Entries from a dataset
--- --- ---

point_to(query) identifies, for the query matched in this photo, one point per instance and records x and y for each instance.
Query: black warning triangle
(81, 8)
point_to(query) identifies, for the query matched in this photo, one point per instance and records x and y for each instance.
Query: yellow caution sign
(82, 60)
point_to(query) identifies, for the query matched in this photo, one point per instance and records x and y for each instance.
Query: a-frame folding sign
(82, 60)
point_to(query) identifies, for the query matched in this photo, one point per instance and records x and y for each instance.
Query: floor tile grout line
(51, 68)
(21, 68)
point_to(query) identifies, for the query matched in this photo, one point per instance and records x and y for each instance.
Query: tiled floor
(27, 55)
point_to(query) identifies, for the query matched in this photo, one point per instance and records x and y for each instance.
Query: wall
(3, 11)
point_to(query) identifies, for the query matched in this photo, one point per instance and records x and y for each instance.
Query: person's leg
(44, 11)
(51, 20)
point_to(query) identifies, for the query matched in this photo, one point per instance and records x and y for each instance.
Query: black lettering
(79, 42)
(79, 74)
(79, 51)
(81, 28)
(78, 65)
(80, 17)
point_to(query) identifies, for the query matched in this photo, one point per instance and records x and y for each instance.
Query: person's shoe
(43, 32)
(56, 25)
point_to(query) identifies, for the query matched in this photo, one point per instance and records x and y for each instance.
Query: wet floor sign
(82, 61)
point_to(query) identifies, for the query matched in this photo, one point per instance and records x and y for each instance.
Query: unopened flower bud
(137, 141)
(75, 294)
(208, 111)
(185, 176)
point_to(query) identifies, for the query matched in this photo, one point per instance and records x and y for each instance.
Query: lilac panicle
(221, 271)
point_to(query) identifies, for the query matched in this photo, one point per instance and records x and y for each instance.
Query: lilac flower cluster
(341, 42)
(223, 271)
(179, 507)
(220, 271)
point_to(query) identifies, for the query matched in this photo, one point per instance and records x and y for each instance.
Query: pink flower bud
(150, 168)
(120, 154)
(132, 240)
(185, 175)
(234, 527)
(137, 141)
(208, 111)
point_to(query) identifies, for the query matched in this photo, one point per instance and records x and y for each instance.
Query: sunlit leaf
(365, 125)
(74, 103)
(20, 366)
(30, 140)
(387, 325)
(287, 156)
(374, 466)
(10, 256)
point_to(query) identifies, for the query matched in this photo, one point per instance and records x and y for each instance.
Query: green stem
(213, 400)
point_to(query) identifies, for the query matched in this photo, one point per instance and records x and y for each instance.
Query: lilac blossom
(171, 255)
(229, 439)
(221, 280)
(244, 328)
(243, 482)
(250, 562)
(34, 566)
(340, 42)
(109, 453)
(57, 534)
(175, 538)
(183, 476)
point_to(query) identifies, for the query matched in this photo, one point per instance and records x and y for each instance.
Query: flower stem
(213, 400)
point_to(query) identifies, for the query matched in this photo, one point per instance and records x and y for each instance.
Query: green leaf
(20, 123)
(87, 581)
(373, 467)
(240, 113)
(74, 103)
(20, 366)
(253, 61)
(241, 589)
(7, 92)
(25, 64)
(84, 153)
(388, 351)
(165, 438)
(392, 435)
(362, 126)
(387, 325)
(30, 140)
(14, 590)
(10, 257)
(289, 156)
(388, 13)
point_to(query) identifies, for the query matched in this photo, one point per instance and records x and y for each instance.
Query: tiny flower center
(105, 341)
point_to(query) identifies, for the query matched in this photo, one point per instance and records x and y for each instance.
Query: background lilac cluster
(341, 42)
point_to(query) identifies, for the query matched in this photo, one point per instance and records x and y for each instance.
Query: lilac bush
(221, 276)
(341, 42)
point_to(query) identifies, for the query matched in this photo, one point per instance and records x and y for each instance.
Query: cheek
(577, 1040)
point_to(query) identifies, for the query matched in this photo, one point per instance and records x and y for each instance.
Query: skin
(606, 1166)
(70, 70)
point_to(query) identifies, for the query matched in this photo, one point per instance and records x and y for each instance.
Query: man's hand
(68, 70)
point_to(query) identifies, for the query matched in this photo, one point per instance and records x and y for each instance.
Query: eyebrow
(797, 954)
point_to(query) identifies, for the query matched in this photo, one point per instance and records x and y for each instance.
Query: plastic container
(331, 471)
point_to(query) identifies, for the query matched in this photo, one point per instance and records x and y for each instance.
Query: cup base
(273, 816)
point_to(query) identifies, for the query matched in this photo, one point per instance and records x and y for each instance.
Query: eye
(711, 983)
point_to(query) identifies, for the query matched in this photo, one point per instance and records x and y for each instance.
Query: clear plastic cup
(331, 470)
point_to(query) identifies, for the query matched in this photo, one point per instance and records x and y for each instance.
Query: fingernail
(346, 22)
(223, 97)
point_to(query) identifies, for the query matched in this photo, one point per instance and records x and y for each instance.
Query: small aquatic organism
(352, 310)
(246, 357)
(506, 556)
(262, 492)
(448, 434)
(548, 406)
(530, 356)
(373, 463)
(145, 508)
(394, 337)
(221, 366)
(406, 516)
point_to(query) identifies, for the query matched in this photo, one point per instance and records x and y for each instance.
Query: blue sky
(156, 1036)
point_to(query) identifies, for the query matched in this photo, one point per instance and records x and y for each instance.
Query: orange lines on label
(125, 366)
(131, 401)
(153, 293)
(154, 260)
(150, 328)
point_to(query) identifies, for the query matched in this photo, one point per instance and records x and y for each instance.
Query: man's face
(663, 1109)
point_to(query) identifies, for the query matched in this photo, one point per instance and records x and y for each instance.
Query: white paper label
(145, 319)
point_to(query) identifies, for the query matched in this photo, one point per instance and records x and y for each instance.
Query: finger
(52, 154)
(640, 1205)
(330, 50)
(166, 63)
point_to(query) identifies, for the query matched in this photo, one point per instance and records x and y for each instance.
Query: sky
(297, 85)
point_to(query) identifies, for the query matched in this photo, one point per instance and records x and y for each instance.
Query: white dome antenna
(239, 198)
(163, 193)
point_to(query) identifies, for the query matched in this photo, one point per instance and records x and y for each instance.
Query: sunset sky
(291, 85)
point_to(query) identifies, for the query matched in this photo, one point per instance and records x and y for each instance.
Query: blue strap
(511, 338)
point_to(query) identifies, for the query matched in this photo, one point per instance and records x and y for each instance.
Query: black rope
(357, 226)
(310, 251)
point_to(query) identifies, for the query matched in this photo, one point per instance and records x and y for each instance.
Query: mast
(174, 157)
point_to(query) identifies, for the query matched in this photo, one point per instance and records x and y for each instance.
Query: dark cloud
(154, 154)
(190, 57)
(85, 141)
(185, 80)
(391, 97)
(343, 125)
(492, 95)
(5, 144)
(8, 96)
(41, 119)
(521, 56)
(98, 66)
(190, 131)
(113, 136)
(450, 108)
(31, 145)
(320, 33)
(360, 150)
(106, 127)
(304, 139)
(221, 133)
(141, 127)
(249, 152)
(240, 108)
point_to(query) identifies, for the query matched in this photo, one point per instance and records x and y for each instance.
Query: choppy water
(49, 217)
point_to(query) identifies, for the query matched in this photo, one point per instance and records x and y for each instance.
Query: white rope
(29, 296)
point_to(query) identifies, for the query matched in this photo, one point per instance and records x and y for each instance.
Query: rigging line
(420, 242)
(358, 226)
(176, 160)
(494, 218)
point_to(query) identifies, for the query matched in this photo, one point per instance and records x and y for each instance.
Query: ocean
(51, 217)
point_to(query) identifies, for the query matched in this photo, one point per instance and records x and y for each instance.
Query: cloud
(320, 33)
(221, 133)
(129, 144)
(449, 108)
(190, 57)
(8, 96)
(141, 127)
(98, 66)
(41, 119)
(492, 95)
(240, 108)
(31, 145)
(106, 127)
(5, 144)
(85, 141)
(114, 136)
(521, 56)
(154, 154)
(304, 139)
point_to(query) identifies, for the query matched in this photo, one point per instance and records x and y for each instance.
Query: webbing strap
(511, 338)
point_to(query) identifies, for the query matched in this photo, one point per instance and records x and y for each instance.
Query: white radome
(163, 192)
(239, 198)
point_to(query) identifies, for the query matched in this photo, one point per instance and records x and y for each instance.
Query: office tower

--- --- ---

▶ [EXERCISE OBJECTIVE]
Count the lines in the entries above that contain the word "black" and give only that number.

▶ [WORKED SOLUTION]
3